▶ _What you need to do_
Look for the line containing "Practice: put a marker on each instance of the white linen" in the listing below. Retype that line and every subsequent line through the last one, and only those.

****************

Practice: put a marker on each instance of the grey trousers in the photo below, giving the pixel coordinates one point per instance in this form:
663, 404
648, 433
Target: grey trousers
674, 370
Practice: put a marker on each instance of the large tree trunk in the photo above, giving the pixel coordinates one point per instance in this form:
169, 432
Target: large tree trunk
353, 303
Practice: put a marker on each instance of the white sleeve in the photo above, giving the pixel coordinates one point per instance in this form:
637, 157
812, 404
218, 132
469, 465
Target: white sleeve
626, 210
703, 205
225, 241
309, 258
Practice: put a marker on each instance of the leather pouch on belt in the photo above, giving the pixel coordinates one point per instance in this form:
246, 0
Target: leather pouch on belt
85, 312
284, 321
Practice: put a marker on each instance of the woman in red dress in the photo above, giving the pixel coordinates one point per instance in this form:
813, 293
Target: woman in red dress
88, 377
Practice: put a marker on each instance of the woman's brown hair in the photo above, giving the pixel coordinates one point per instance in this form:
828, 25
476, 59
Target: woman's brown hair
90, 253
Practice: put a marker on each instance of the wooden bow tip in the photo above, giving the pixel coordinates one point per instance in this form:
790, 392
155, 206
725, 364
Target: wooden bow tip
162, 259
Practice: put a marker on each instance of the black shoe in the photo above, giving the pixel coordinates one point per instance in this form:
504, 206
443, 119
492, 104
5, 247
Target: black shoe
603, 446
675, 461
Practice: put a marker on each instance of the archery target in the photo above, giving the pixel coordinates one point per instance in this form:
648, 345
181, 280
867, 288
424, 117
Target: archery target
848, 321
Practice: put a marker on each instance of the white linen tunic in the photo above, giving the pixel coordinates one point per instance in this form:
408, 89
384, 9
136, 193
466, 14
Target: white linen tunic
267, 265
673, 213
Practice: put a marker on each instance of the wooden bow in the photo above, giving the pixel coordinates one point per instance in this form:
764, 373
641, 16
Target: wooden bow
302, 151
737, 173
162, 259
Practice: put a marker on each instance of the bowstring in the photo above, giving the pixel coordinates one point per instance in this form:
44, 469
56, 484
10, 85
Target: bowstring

****************

▶ _Written response_
Practice: put a marker on each instance of the white linen tunic in the photo above, giving the pixel coordinates one point per instance in this form:
408, 89
384, 9
136, 193
466, 14
Target: white linen tunic
267, 265
673, 213
Practice: put a marker on each instance of the wooden bow in the photo above, giving the pixel coordinates one point per instance in this form:
764, 373
641, 16
Target: wooden bow
302, 151
737, 173
162, 259
Practice: put a marker on each instance of the bowstring in the photo above, giving the pixel coordinates one point per instance in this form:
44, 469
56, 484
10, 85
Target: bowstring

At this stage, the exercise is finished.